--- KUTIPAN DOKUMEN ---
Senin, 26 Oktober 2009

KEBIJAKAN PEMERINTAH SETELAH RUNTUHNYA VOC

KEBIJAKAN PEMERINTAH KERAJAAN BELANDA (REPUBLIK BATAAFSCHE)
Kebijakan pemerintah Kerajaan Belanda yang dikendalikan oleh Prancis sangat kentara pada masa Gubernur Jenderal Daendels (1808 – 1811). Kebijakan yang diambil Daendels sangat berkaitan dengan tugas utamanya yaitu untuk mempertahankan Pulau Jawa dari serangan pasukan Inggris.
Dalam upaya mempertahankan Pulau Jawa, Daendels melakukan hal-hal berikut.
1. Membangun ketentaraan, pendirian tangsi-tangsi/ benteng, pabrik mesiu/senjata di Semarang dan Surabaya serta rumah sakit tentara.
2. Membuat jalan pos dari Anyer sampai Panarukan dengan panjang sekitar 1.000 km.
3. Membangun pelabuhan di Anyer dan Ujung Kulon untuk kepentingan perang.
4. Memberlakukan kerja rodi atau kerja paksa untuk membangun pangkalan tentara.

peta belanda

Gambar 4.20. Peta Jalan Anyer – Panarukan yang dibuat oleh Daendels.
Berikut ini kebijakan-kebijakan yang diberlakukan Daendels terhadap kehidupan rakyat.

--- PETUNJUK KERJA ---
- A) Tulis kembali bagian teks tentang kebijakan Daendels dari "3. Membangun pelabuhan" sampai "terhadap kehidupan rakyat.", dengan menukar "pangkalan tentara" menjadi "markas tentara".
- B) Sebutkan semua nama tempat yang muncul dalam daftar bernomor tentang upaya Daendels mempertahankan Pulau Jawa pada teks tentang kebijakan Daendels.

--- CUPLIKAN DATA ---
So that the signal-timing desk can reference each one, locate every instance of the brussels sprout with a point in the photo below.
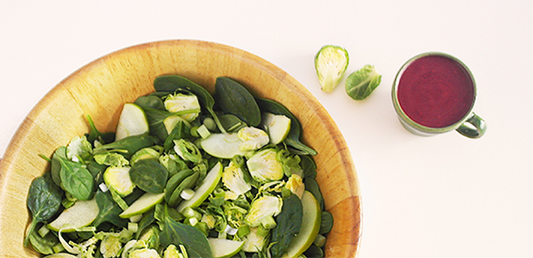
(173, 252)
(330, 64)
(233, 179)
(149, 238)
(296, 185)
(263, 210)
(110, 246)
(186, 103)
(255, 240)
(187, 151)
(111, 159)
(361, 83)
(264, 166)
(118, 179)
(252, 138)
(144, 253)
(79, 147)
(145, 153)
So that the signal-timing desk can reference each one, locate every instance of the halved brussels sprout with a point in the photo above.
(330, 64)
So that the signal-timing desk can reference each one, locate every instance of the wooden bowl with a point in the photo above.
(101, 88)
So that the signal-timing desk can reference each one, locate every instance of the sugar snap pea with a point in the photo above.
(188, 182)
(175, 180)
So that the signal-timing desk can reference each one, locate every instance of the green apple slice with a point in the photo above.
(132, 121)
(204, 190)
(81, 214)
(222, 145)
(171, 122)
(311, 220)
(277, 126)
(142, 205)
(223, 248)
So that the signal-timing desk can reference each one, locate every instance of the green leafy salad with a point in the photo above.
(186, 174)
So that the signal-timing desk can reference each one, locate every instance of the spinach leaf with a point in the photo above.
(149, 175)
(180, 131)
(289, 222)
(173, 83)
(43, 245)
(127, 146)
(233, 98)
(55, 165)
(76, 179)
(156, 118)
(293, 139)
(175, 233)
(231, 122)
(44, 201)
(109, 211)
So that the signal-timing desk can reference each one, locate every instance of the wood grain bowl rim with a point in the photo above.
(343, 240)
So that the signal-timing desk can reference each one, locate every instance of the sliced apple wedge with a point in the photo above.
(311, 220)
(142, 205)
(223, 248)
(222, 145)
(81, 214)
(132, 121)
(204, 190)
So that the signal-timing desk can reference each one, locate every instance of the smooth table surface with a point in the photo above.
(441, 196)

--- HASIL ---
- A)
3. Membangun pelabuhan di Anyer dan Ujung Kulon untuk kepentingan perang.
4. Memberlakukan kerja rodi atau kerja paksa untuk membangun markas tentara.

peta belanda

Gambar 4.20. Peta Jalan Anyer – Panarukan yang dibuat oleh Daendels.
Berikut ini kebijakan-kebijakan yang diberlakukan Daendels terhadap kehidupan rakyat.

- B) Semarang, Surabaya, Anyer, Panarukan, Ujung Kulon